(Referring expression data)
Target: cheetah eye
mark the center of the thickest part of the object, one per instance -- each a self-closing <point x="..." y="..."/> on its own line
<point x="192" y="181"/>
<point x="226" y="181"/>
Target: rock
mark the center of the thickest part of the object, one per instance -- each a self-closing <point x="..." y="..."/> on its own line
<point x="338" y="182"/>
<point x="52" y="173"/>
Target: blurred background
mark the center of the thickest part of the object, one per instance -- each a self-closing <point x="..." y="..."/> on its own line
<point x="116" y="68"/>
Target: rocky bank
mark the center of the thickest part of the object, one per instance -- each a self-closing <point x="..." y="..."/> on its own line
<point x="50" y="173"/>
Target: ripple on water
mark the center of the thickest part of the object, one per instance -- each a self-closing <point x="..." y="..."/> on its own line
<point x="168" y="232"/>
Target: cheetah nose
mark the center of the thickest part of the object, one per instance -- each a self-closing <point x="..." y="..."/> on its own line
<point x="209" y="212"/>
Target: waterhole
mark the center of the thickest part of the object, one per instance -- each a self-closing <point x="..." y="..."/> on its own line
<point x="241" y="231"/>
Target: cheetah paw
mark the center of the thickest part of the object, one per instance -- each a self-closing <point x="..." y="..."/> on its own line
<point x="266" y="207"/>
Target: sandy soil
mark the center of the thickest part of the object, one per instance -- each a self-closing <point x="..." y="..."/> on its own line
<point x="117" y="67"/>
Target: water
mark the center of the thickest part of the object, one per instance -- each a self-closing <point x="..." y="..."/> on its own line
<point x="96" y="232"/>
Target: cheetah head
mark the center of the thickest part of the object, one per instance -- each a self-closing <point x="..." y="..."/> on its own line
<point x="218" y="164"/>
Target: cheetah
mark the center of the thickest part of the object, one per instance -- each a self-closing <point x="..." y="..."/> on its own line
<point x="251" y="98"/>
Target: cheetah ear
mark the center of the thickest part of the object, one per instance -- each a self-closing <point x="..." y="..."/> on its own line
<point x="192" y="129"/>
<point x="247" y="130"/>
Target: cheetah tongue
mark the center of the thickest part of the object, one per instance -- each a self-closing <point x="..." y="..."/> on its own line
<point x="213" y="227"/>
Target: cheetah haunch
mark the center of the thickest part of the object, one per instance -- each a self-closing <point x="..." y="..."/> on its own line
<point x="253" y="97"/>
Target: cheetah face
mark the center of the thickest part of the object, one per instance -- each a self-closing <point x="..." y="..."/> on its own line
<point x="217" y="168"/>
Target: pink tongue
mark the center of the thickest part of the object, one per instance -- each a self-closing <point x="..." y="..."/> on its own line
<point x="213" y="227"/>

> [EXERCISE GOAL] Could you copy exactly the line containing "Target: cheetah face" and each line after it through the end of the records, and nothing else?

> [SOLUTION]
Target: cheetah face
mark the center of the thickest part of the object, one per instance -- each a self-closing <point x="..." y="..."/> on its own line
<point x="217" y="168"/>
Target: pink tongue
mark the center of the thickest part of the object, one per instance -- each a self-closing <point x="..." y="..."/> on its own line
<point x="213" y="227"/>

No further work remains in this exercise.